Copy every entry word for word, but skip the pictures.
begin Record set
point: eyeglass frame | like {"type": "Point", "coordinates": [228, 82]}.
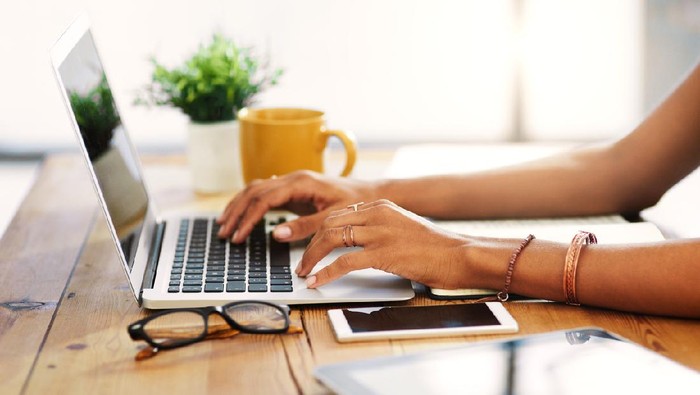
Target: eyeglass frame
{"type": "Point", "coordinates": [137, 332]}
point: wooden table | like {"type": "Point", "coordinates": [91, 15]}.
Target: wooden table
{"type": "Point", "coordinates": [65, 305]}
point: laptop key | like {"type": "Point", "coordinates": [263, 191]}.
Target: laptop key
{"type": "Point", "coordinates": [257, 288]}
{"type": "Point", "coordinates": [235, 286]}
{"type": "Point", "coordinates": [213, 287]}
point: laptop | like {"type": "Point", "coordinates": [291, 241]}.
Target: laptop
{"type": "Point", "coordinates": [175, 260]}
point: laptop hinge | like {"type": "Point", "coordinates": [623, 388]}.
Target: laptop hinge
{"type": "Point", "coordinates": [149, 276]}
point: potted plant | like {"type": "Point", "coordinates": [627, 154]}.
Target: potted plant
{"type": "Point", "coordinates": [210, 87]}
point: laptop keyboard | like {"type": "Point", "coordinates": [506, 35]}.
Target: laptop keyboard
{"type": "Point", "coordinates": [205, 263]}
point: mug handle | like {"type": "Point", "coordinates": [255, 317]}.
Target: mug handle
{"type": "Point", "coordinates": [349, 143]}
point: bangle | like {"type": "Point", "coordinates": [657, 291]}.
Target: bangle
{"type": "Point", "coordinates": [571, 263]}
{"type": "Point", "coordinates": [503, 295]}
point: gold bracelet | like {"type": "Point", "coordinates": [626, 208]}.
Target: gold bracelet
{"type": "Point", "coordinates": [571, 262]}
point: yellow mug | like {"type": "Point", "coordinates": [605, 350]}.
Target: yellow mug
{"type": "Point", "coordinates": [276, 141]}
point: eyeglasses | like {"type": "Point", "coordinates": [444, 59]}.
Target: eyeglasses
{"type": "Point", "coordinates": [170, 329]}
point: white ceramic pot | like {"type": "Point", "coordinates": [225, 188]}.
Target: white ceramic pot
{"type": "Point", "coordinates": [214, 156]}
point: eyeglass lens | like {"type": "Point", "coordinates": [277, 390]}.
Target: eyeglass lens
{"type": "Point", "coordinates": [257, 316]}
{"type": "Point", "coordinates": [183, 326]}
{"type": "Point", "coordinates": [175, 327]}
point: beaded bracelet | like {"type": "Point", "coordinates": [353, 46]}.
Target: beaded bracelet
{"type": "Point", "coordinates": [571, 263]}
{"type": "Point", "coordinates": [503, 295]}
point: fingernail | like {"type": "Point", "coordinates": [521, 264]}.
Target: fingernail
{"type": "Point", "coordinates": [310, 282]}
{"type": "Point", "coordinates": [282, 232]}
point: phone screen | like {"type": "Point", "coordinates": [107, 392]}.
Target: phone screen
{"type": "Point", "coordinates": [419, 317]}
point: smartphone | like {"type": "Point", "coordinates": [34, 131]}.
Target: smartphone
{"type": "Point", "coordinates": [374, 323]}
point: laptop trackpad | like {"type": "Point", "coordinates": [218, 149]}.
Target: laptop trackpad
{"type": "Point", "coordinates": [365, 283]}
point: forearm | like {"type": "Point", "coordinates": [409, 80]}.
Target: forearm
{"type": "Point", "coordinates": [579, 183]}
{"type": "Point", "coordinates": [654, 278]}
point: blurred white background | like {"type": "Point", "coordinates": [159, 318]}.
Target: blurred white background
{"type": "Point", "coordinates": [393, 71]}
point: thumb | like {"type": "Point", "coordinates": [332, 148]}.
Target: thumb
{"type": "Point", "coordinates": [300, 228]}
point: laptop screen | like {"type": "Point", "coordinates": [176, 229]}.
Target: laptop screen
{"type": "Point", "coordinates": [104, 141]}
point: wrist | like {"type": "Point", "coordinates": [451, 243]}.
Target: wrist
{"type": "Point", "coordinates": [486, 262]}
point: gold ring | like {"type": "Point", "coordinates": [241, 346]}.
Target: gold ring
{"type": "Point", "coordinates": [352, 236]}
{"type": "Point", "coordinates": [345, 237]}
{"type": "Point", "coordinates": [355, 206]}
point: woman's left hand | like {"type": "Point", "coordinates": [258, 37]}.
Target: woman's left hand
{"type": "Point", "coordinates": [393, 239]}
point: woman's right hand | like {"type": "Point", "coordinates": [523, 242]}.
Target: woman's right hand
{"type": "Point", "coordinates": [310, 195]}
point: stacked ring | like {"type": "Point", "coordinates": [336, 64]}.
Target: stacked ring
{"type": "Point", "coordinates": [355, 206]}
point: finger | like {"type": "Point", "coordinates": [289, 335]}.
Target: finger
{"type": "Point", "coordinates": [299, 228]}
{"type": "Point", "coordinates": [237, 206]}
{"type": "Point", "coordinates": [343, 265]}
{"type": "Point", "coordinates": [331, 239]}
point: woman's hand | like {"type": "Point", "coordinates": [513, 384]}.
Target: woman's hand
{"type": "Point", "coordinates": [311, 195]}
{"type": "Point", "coordinates": [393, 239]}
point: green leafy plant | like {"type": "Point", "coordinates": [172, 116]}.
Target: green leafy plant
{"type": "Point", "coordinates": [218, 80]}
{"type": "Point", "coordinates": [97, 117]}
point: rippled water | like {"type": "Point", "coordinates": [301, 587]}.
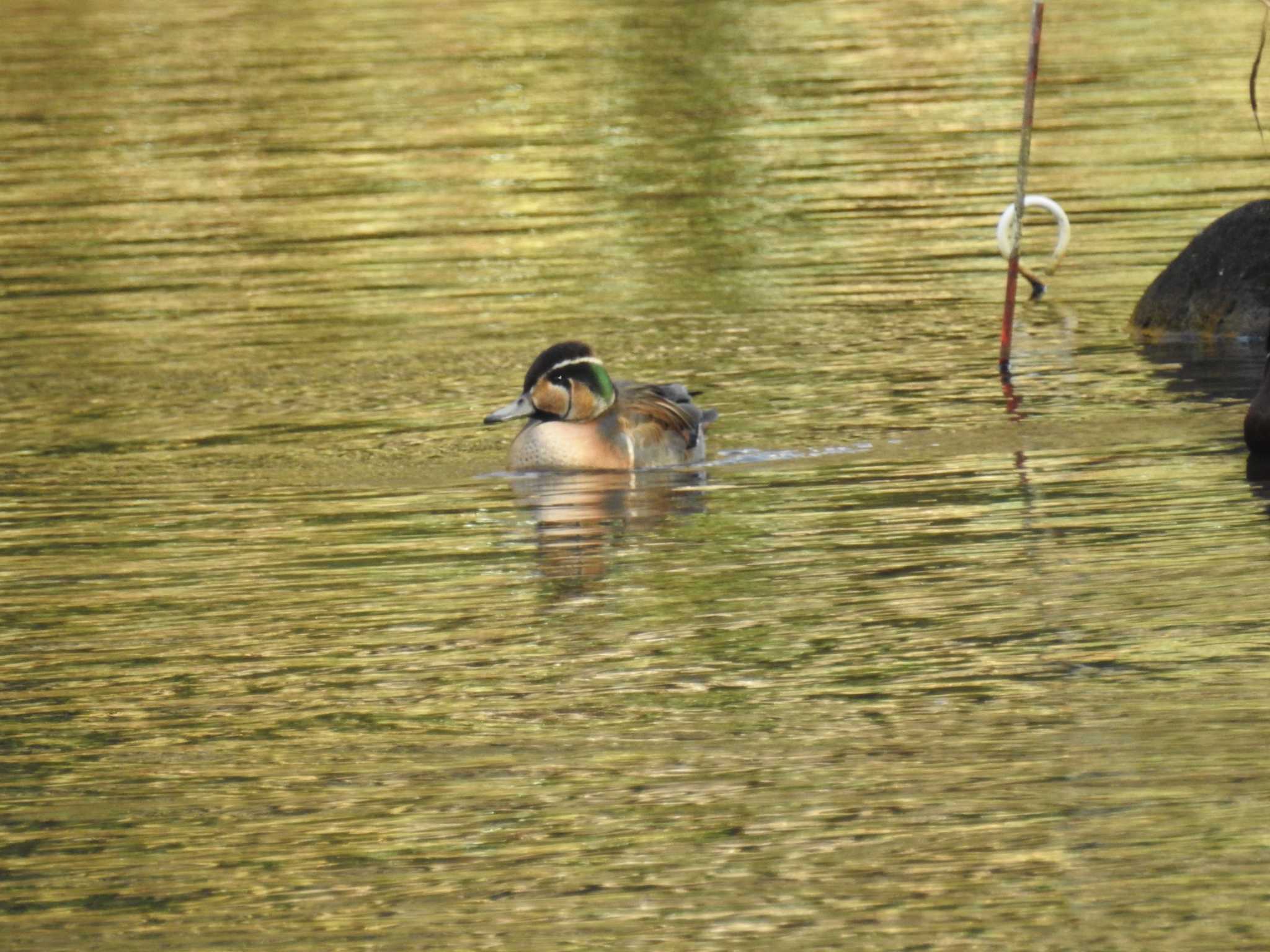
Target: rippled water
end Record set
Answer to this exercise>
point: eyeglass frame | like {"type": "Point", "coordinates": [228, 82]}.
Target: eyeglass frame
{"type": "Point", "coordinates": [137, 332]}
point: wooden table | like {"type": "Point", "coordinates": [91, 15]}.
Target: wooden table
{"type": "Point", "coordinates": [65, 305]}
point: laptop key | like {"type": "Point", "coordinates": [263, 191]}.
Target: laptop key
{"type": "Point", "coordinates": [257, 288]}
{"type": "Point", "coordinates": [235, 286]}
{"type": "Point", "coordinates": [213, 287]}
point: laptop | like {"type": "Point", "coordinates": [291, 241]}.
Target: laptop
{"type": "Point", "coordinates": [175, 260]}
point: laptop hinge | like {"type": "Point", "coordinates": [623, 388]}.
Target: laptop hinge
{"type": "Point", "coordinates": [149, 276]}
point: potted plant | like {"type": "Point", "coordinates": [627, 154]}.
Target: potted plant
{"type": "Point", "coordinates": [210, 87]}
point: laptop keyboard | like {"type": "Point", "coordinates": [506, 35]}.
Target: laptop keyboard
{"type": "Point", "coordinates": [205, 263]}
point: mug handle | like {"type": "Point", "coordinates": [255, 317]}.
Target: mug handle
{"type": "Point", "coordinates": [349, 143]}
point: bangle | like {"type": "Point", "coordinates": [657, 291]}.
Target: bangle
{"type": "Point", "coordinates": [571, 263]}
{"type": "Point", "coordinates": [503, 295]}
point: gold bracelet | like {"type": "Point", "coordinates": [626, 208]}.
Target: gold bracelet
{"type": "Point", "coordinates": [571, 262]}
point: yellow mug | like {"type": "Point", "coordinates": [605, 350]}.
Target: yellow mug
{"type": "Point", "coordinates": [276, 141]}
point: eyeglasses | like {"type": "Point", "coordinates": [444, 59]}.
Target: eyeglasses
{"type": "Point", "coordinates": [170, 329]}
point: white ceramic pot | like {"type": "Point", "coordinates": [225, 188]}.
Target: white ceramic pot
{"type": "Point", "coordinates": [214, 156]}
point: eyeglass lens | like {"type": "Point", "coordinates": [277, 390]}.
Target: eyeglass lens
{"type": "Point", "coordinates": [257, 316]}
{"type": "Point", "coordinates": [183, 326]}
{"type": "Point", "coordinates": [175, 327]}
point: beaded bracelet | like {"type": "Point", "coordinates": [353, 46]}.
Target: beaded bracelet
{"type": "Point", "coordinates": [571, 263]}
{"type": "Point", "coordinates": [503, 295]}
point: fingernail | like {"type": "Point", "coordinates": [521, 264]}.
Target: fingernail
{"type": "Point", "coordinates": [310, 282]}
{"type": "Point", "coordinates": [282, 232]}
point: phone screen | like {"type": "Point", "coordinates": [107, 392]}.
Target: phone screen
{"type": "Point", "coordinates": [419, 317]}
point: smartphone | like {"type": "Point", "coordinates": [34, 131]}.
Target: smartphone
{"type": "Point", "coordinates": [374, 323]}
point: laptop trackpad | like {"type": "Point", "coordinates": [218, 149]}.
Target: laptop trackpad
{"type": "Point", "coordinates": [365, 283]}
point: forearm | like {"type": "Point", "coordinates": [409, 80]}.
Target: forearm
{"type": "Point", "coordinates": [579, 183]}
{"type": "Point", "coordinates": [654, 278]}
point: blurred white background | like {"type": "Point", "coordinates": [159, 318]}.
Target: blurred white background
{"type": "Point", "coordinates": [393, 71]}
point: thumb | like {"type": "Point", "coordinates": [332, 148]}.
Target: thumb
{"type": "Point", "coordinates": [300, 228]}
point: laptop screen | like {"type": "Point", "coordinates": [176, 229]}.
Target: laptop screen
{"type": "Point", "coordinates": [104, 141]}
point: wrist | like {"type": "Point", "coordinates": [451, 243]}.
Target: wrist
{"type": "Point", "coordinates": [486, 262]}
point: gold ring | like {"type": "Point", "coordinates": [241, 346]}.
Target: gold ring
{"type": "Point", "coordinates": [352, 236]}
{"type": "Point", "coordinates": [345, 237]}
{"type": "Point", "coordinates": [355, 206]}
point: woman's left hand | like {"type": "Point", "coordinates": [258, 37]}.
Target: woman's left hand
{"type": "Point", "coordinates": [393, 239]}
point: woman's right hand | like {"type": "Point", "coordinates": [523, 242]}.
Target: woman's right hand
{"type": "Point", "coordinates": [310, 195]}
point: stacked ring | like {"type": "Point", "coordinates": [336, 64]}.
Target: stacked ring
{"type": "Point", "coordinates": [355, 206]}
point: finger | like {"type": "Point", "coordinates": [289, 335]}.
Target: finger
{"type": "Point", "coordinates": [299, 228]}
{"type": "Point", "coordinates": [237, 206]}
{"type": "Point", "coordinates": [343, 265]}
{"type": "Point", "coordinates": [331, 239]}
point: woman's hand | like {"type": "Point", "coordinates": [513, 384]}.
Target: woman's hand
{"type": "Point", "coordinates": [311, 195]}
{"type": "Point", "coordinates": [393, 239]}
point: green leafy plant | like {"type": "Point", "coordinates": [172, 116]}.
Target: green leafy plant
{"type": "Point", "coordinates": [218, 80]}
{"type": "Point", "coordinates": [97, 117]}
point: rippled water | like {"type": "Point", "coordinates": [301, 587]}.
Target: rippled water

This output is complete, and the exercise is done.